(Point localization data)
---------------

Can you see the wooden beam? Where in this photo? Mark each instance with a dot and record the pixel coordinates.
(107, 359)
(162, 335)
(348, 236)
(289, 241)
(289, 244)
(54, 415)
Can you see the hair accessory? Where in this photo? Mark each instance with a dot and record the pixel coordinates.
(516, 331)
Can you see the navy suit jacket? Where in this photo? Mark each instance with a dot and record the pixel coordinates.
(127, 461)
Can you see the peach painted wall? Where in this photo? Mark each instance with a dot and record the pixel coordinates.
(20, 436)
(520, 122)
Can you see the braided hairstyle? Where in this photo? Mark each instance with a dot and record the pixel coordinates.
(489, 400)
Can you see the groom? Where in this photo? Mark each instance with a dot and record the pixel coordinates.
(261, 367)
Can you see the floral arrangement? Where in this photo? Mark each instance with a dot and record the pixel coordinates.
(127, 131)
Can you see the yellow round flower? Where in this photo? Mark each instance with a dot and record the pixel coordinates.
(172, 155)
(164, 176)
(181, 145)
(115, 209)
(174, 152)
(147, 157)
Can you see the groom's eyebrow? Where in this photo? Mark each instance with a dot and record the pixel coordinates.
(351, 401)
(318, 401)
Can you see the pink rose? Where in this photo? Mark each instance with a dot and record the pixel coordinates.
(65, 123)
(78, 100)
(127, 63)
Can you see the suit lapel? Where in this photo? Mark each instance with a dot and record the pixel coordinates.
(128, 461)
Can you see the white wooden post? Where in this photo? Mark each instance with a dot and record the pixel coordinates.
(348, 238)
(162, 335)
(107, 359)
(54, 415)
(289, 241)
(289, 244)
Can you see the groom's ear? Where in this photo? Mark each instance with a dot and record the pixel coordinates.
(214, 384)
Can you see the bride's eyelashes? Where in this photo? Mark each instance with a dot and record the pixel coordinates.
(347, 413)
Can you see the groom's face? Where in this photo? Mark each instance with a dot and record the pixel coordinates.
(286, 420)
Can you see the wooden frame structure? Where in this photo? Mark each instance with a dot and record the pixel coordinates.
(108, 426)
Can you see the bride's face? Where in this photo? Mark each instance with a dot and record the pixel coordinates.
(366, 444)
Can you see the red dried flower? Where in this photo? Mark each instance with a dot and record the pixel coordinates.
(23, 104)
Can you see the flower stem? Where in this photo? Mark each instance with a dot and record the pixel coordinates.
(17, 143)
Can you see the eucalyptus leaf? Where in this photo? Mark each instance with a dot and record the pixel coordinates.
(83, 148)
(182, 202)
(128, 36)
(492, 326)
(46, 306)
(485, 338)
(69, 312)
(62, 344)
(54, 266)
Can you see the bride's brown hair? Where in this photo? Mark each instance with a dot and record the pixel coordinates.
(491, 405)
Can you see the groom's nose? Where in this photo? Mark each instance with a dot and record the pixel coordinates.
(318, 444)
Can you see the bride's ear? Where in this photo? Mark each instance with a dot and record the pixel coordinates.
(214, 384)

---------------

What is needed
Your answer must be the records above, repeated exactly.

Answer space
Can you see the wooden beam? Where in this photo? Mark each instance with a dot and record the pixel coordinates.
(107, 359)
(162, 335)
(348, 236)
(289, 241)
(289, 244)
(54, 415)
Can you see the hair accessory? Where in this photo? Mark each instance with a dot and record the pixel coordinates.
(516, 331)
Can you see the navy suit jacket? Where in this photo? Mark each instance with a dot and record the pixel coordinates.
(127, 461)
Can you see the peach painted wall? Where in this photo? Mark each instance with a dot and record the pixel coordinates.
(20, 436)
(520, 122)
Can you see the braided hairstyle? Where in this photo? Mark each instance with a dot and record the pixel coordinates.
(489, 400)
Can you see the groom? Where in this photo? Mark each instance with a dot and record the pixel coordinates.
(261, 367)
Can you see the floral arrangement? Where in this photo? Mark each instance with a dot and record the pixel coordinates.
(127, 131)
Can you see the yellow round flower? Where in this photo? Mark each instance with a dot and record the pixel coordinates.
(172, 155)
(164, 176)
(181, 145)
(115, 209)
(174, 152)
(147, 157)
Can you see the groom's eyebrow? Where in this photo? Mark each instance with a dot and record the pixel coordinates.
(351, 401)
(318, 401)
Can you see the pink rose? Where in this photo? Mark each instance with a dot and record the pixel coordinates.
(65, 123)
(78, 100)
(127, 63)
Can you see the suit lapel? Where in this photo? Mark each instance with a dot and record the pixel coordinates.
(128, 461)
Can you see the white wooden post? Where in this photo? Mark each instance with a dot and record the pixel coordinates.
(348, 238)
(162, 335)
(107, 359)
(54, 415)
(289, 241)
(289, 244)
Can you see the groom's ear? Where in this photo? Mark each instance with a dot and record the pixel coordinates.
(214, 384)
Can you see the bride's eyelashes? Where in this photo? Mark each instance with a dot and record the pixel coordinates.
(347, 413)
Can you see the groom's face? Where in this photo? Mark each instance with a dot and record the pixel coordinates.
(286, 420)
Can you see the wooden frame structure? Where in this photo? Mark each instance with a dot and record the pixel coordinates.
(108, 426)
Can you see the bride's face? Where in this photo? Mark each instance with a dot and record the pixel coordinates.
(366, 444)
Can you see the red dried flower? Where in this photo? Mark each instance with a dot and record the pixel coordinates.
(23, 104)
Can you see the flower stem? Where in this photo? Mark each instance with a dot and record the pixel coordinates.
(17, 143)
Can you see the eucalyptus leaf? Where in this photo? Mark each instance with a dot and record the pixel coordinates.
(83, 148)
(182, 202)
(128, 36)
(492, 326)
(46, 306)
(485, 338)
(69, 312)
(62, 344)
(54, 266)
Can you see the bride's brown hair? Where in this photo? Mark each instance with a dot and record the pixel coordinates.
(491, 405)
Can you see the groom's nose? Where in this photo? Mark each instance with a dot and record the pixel coordinates.
(318, 444)
Can you see the bride's ear? Where in this photo? Mark each instance with a dot and record the pixel coordinates.
(214, 384)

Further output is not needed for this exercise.